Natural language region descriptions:
*****
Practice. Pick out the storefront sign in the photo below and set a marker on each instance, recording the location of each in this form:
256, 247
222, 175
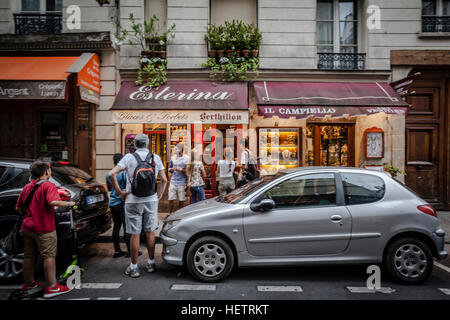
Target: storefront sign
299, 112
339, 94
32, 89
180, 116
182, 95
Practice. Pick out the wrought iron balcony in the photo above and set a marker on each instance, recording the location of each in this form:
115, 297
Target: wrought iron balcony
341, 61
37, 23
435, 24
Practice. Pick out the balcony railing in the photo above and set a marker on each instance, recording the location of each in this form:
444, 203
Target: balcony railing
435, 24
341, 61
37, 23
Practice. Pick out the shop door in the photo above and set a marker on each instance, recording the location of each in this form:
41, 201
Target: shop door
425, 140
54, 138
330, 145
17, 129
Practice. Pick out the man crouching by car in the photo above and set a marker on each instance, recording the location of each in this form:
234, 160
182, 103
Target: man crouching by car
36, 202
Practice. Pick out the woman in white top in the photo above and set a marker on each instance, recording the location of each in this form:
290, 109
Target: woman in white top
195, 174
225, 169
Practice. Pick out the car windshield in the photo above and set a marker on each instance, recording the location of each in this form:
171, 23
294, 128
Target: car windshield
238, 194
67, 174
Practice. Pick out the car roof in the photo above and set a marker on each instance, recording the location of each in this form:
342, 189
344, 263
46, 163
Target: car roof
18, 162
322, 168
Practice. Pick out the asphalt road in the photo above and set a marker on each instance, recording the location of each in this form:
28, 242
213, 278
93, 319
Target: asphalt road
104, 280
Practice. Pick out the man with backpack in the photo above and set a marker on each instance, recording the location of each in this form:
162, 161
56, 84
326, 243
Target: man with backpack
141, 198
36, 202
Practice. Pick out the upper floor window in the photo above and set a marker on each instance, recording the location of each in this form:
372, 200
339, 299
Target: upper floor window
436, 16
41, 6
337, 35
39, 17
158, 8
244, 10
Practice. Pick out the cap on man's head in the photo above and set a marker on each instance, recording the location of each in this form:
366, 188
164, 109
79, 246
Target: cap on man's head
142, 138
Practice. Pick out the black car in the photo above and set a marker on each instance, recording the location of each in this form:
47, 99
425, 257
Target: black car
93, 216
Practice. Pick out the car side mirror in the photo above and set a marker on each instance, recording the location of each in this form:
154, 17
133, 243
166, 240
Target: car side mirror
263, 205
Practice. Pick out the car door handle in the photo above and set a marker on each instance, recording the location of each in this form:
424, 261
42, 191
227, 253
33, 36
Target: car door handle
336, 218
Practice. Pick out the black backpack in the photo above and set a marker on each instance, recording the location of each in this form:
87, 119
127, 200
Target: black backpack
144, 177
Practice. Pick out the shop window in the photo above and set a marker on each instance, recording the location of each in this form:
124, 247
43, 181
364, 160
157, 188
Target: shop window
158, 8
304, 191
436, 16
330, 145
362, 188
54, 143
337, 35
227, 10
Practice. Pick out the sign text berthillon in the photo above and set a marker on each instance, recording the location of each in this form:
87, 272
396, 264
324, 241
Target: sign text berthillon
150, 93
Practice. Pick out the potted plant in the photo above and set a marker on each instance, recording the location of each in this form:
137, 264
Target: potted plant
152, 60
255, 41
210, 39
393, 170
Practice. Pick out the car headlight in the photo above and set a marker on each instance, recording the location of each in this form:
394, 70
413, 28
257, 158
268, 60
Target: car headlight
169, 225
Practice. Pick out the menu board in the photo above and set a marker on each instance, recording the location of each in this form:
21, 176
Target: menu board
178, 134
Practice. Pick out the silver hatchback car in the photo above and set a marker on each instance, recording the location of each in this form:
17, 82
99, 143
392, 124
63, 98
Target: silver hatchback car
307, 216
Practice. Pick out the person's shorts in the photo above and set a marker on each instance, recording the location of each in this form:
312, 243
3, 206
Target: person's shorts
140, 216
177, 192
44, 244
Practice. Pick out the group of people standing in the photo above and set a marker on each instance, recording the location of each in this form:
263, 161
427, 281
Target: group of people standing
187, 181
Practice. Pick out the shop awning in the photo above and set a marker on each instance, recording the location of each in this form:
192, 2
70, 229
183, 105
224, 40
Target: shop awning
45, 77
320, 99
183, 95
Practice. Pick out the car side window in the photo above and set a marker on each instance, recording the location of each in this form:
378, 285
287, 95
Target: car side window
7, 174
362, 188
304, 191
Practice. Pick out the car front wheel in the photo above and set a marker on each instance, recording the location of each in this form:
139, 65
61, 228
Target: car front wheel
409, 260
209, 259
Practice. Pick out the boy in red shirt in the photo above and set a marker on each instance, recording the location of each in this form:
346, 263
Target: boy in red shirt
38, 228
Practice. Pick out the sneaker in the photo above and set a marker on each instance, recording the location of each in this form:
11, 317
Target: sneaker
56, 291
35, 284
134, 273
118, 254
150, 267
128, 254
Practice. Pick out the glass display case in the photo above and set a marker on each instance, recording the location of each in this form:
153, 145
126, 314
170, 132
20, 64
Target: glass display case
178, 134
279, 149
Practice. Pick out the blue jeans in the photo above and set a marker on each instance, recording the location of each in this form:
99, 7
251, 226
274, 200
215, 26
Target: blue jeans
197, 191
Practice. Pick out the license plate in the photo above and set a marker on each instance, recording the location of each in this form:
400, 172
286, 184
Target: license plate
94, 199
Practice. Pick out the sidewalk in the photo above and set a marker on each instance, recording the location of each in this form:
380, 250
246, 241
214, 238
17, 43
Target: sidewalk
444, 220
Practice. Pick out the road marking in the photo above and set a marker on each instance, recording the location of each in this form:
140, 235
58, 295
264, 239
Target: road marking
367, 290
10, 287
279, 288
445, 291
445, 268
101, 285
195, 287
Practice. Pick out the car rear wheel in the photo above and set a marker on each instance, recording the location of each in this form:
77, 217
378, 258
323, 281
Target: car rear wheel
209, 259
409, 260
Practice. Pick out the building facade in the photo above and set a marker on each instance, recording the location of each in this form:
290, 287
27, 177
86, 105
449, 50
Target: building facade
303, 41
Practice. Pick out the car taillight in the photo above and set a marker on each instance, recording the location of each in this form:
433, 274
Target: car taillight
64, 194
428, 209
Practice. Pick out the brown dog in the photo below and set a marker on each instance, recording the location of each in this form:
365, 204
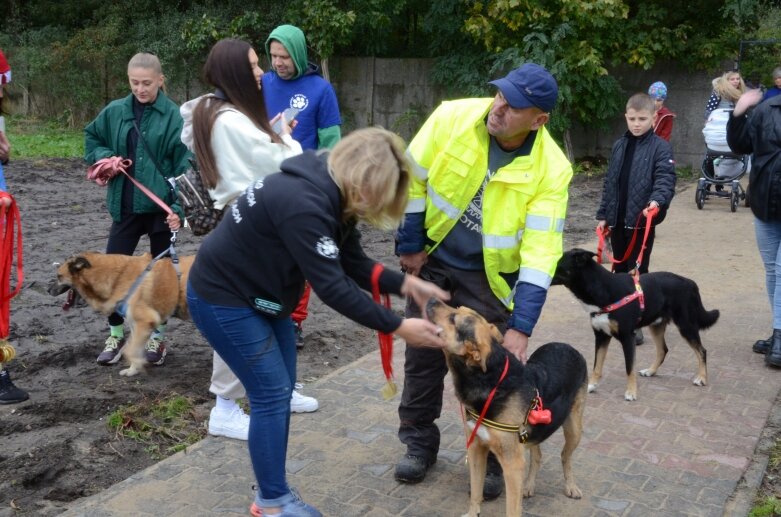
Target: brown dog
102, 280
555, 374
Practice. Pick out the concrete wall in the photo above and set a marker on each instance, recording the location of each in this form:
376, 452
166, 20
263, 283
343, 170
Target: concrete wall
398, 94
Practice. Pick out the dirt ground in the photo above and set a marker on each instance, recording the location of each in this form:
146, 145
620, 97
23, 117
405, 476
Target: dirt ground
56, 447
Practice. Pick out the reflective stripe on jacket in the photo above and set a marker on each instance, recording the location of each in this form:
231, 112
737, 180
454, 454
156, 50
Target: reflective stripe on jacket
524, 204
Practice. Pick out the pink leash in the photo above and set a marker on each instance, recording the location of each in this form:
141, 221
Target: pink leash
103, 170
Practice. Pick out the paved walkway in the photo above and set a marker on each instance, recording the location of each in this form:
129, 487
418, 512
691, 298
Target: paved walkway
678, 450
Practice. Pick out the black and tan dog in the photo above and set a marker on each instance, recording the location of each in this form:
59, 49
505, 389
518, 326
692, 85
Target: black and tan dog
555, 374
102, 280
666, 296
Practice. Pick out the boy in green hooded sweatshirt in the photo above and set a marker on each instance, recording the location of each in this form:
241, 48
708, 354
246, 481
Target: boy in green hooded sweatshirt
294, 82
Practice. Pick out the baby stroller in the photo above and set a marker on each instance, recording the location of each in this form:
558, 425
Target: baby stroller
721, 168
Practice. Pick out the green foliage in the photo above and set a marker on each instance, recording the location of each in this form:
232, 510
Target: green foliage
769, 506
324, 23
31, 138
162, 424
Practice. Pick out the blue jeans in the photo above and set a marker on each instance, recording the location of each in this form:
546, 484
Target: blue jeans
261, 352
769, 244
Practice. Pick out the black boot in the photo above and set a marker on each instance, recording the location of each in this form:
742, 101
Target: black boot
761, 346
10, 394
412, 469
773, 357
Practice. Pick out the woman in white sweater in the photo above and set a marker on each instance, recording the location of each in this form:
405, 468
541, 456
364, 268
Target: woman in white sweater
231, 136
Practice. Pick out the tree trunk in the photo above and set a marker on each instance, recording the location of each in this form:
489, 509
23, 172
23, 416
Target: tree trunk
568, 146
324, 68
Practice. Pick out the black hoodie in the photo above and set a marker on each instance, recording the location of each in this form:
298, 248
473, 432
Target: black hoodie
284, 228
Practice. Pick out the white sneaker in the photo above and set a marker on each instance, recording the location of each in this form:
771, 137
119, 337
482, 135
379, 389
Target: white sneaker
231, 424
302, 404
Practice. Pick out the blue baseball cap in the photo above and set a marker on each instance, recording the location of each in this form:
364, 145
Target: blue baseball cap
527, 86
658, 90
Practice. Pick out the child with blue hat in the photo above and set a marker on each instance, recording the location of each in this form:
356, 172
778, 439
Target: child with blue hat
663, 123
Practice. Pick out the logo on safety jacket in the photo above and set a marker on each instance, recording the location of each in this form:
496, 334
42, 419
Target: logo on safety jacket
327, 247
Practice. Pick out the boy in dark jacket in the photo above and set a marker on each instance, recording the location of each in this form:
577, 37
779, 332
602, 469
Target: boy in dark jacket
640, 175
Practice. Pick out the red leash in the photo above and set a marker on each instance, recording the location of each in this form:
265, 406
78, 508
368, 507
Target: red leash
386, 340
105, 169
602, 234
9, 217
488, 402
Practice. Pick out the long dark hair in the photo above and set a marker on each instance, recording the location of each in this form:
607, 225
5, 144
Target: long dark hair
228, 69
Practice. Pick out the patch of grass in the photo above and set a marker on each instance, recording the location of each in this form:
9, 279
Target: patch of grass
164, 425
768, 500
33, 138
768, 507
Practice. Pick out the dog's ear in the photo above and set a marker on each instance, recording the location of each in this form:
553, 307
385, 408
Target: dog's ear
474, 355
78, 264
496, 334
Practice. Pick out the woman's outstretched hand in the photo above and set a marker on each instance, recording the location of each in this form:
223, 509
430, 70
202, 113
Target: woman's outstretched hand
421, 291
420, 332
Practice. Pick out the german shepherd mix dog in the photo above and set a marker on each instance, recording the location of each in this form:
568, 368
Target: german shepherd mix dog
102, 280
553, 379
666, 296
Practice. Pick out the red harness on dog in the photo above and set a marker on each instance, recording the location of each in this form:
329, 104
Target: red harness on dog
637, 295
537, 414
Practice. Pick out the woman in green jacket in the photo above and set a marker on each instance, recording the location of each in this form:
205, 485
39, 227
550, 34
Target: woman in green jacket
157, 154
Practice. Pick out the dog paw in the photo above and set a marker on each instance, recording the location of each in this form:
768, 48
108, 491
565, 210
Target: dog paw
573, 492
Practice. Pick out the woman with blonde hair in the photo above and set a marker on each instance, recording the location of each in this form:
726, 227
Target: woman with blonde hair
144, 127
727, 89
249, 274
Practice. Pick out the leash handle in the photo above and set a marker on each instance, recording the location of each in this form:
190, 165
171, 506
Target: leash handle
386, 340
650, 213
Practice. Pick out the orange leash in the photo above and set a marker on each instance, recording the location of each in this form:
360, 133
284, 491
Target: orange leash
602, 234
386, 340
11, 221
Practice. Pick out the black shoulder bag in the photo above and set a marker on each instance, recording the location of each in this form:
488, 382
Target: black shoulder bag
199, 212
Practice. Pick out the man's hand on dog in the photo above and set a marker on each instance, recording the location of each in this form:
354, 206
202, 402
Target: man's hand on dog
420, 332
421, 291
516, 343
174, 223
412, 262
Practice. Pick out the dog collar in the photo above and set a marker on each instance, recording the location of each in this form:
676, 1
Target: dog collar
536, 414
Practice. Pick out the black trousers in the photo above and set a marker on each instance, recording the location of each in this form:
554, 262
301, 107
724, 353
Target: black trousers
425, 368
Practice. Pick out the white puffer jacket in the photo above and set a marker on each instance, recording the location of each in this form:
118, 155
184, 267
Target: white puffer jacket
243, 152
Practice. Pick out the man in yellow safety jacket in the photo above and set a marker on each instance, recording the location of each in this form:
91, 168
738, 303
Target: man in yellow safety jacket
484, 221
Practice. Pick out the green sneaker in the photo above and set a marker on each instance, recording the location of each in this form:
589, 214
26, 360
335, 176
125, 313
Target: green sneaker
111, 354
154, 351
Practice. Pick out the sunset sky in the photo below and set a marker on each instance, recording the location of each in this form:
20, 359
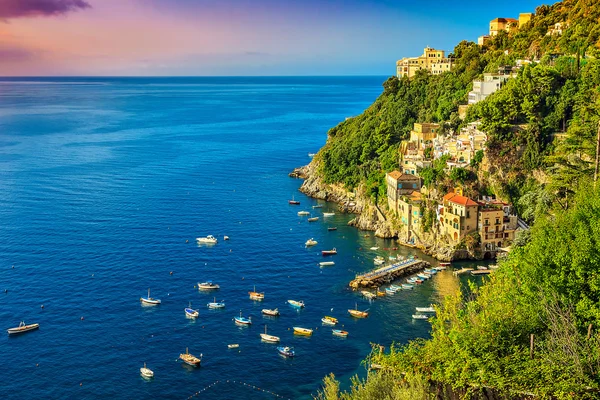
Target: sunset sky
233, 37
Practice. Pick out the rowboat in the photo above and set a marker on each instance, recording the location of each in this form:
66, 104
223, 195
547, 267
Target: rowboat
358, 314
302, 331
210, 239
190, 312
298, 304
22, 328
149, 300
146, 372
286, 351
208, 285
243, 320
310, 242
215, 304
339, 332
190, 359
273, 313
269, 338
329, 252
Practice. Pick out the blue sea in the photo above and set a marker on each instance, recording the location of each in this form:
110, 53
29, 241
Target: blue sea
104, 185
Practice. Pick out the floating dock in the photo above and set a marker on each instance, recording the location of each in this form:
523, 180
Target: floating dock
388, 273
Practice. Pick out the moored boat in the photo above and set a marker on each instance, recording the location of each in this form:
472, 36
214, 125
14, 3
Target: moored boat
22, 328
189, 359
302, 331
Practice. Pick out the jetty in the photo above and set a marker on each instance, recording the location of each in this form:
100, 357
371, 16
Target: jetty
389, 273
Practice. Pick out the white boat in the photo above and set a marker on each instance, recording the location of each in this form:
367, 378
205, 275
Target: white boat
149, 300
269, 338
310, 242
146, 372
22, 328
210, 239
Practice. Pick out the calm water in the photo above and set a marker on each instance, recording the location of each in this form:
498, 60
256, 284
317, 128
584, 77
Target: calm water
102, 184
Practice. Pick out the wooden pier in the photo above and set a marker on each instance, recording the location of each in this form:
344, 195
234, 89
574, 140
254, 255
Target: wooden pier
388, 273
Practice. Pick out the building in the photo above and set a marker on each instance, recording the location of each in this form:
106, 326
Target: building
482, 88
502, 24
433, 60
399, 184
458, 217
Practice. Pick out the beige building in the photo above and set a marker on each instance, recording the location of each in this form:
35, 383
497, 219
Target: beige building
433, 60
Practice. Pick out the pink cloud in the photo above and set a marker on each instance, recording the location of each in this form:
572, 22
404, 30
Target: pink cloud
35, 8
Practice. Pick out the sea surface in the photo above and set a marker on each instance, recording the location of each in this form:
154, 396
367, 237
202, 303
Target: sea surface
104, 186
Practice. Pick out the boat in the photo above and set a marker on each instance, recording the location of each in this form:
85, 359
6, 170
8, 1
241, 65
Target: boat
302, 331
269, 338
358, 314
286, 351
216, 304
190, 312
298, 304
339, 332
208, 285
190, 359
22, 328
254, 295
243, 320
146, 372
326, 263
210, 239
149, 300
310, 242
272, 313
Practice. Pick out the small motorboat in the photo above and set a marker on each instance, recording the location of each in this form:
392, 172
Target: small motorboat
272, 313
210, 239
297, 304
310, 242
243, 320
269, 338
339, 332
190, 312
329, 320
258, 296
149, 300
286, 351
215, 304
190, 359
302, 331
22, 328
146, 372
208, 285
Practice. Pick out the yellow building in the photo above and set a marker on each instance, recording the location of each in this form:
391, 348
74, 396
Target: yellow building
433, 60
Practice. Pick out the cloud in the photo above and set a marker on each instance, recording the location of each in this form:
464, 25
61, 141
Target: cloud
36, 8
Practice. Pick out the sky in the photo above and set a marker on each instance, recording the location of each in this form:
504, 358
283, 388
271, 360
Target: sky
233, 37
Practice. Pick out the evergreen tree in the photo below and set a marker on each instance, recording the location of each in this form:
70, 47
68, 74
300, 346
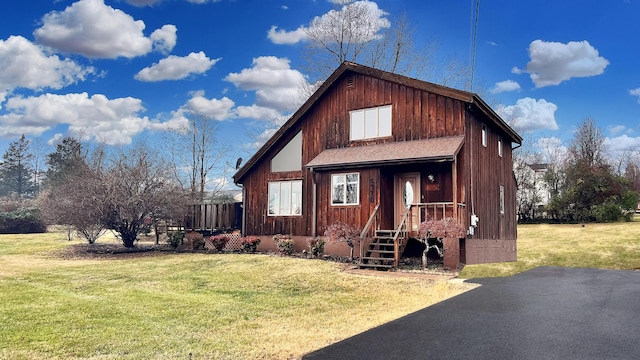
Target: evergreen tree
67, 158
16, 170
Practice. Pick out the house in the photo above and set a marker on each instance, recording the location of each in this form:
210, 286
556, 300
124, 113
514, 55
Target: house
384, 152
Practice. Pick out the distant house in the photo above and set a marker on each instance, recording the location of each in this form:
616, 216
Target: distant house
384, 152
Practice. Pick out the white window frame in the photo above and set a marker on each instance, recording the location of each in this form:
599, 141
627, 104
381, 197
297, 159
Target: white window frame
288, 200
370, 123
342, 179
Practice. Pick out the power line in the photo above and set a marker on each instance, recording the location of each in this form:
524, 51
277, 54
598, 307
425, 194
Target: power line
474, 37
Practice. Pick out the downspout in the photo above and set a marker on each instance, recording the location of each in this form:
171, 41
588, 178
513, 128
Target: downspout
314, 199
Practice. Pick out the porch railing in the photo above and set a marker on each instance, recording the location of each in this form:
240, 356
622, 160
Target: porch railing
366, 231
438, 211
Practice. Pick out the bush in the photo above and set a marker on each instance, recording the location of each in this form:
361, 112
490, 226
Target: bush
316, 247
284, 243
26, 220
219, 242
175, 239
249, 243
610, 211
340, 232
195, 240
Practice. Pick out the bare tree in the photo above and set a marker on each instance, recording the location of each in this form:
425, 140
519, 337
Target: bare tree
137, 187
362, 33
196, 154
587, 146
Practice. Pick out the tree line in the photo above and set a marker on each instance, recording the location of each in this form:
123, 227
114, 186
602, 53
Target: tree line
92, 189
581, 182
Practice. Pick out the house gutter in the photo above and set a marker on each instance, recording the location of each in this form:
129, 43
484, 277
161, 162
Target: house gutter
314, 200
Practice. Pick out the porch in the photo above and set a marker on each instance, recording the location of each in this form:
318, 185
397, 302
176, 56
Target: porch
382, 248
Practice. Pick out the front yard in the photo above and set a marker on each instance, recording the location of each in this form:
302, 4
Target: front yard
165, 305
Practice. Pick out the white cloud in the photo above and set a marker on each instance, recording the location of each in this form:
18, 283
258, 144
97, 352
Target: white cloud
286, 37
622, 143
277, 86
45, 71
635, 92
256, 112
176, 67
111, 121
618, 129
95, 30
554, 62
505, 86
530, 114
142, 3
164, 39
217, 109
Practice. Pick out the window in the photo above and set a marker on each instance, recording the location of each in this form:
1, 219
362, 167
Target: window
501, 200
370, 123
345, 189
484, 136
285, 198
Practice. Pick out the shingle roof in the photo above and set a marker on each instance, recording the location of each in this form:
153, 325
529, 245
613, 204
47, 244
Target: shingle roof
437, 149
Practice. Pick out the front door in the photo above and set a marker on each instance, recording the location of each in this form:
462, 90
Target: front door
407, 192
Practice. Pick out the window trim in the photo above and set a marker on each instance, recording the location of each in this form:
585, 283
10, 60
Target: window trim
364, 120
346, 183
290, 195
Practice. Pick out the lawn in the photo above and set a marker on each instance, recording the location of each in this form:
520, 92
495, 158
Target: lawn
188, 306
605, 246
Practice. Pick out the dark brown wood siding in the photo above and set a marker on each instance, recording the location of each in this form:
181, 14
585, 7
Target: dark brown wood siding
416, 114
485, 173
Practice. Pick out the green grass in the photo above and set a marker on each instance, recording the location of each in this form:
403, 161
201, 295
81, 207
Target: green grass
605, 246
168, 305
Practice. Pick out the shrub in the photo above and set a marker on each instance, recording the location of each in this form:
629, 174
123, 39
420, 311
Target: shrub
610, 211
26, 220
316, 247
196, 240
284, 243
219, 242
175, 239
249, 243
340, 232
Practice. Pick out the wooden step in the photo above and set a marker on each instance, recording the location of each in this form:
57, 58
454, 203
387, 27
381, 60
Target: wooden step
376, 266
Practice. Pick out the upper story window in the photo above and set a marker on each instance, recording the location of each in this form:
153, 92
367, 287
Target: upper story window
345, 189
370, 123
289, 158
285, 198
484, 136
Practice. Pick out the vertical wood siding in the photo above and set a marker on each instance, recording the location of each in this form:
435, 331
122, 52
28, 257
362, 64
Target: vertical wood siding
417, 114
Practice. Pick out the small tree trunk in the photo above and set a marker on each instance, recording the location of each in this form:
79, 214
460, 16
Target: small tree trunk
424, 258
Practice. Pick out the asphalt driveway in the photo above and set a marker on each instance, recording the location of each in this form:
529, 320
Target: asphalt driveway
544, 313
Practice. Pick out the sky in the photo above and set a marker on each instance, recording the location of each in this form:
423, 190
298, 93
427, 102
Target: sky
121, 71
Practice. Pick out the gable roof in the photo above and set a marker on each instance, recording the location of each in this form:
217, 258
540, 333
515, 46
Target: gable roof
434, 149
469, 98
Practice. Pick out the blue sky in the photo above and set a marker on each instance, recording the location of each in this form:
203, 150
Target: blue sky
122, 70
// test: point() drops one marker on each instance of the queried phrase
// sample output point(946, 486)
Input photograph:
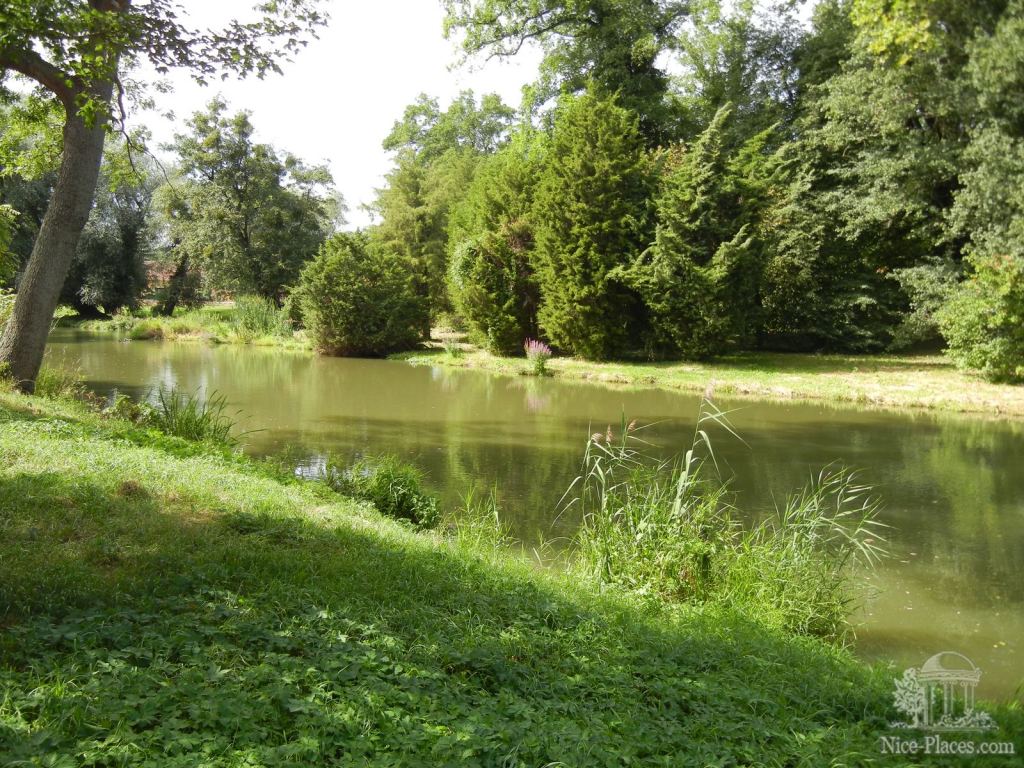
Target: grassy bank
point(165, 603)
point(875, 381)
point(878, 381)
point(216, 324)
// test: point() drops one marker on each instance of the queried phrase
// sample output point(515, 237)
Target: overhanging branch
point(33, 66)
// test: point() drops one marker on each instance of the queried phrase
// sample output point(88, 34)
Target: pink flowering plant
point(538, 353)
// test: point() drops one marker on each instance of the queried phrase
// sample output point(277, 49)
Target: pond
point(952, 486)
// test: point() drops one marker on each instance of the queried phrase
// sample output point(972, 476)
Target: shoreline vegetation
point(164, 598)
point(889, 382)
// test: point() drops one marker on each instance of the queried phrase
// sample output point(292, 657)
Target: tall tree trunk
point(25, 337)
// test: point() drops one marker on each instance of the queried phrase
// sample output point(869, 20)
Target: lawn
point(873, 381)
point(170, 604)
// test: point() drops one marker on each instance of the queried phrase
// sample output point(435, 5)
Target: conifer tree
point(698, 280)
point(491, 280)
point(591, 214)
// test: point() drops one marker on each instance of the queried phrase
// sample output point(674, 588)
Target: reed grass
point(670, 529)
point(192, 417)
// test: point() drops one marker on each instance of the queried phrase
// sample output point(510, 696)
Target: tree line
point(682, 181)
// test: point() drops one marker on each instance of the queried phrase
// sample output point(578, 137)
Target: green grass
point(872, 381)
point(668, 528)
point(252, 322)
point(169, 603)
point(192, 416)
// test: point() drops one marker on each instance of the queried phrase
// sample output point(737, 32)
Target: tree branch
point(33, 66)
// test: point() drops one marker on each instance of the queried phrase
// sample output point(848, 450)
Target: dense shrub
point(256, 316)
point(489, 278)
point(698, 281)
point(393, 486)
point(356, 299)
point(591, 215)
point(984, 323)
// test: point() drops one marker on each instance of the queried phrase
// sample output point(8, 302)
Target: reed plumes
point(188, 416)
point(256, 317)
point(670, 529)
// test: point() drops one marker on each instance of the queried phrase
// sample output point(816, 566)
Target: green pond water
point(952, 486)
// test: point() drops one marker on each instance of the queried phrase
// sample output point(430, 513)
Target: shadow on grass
*****
WORK REQUIRED -
Using the data above, tally each line that contains "below". Write only the total.

COMPLETED TASK -
4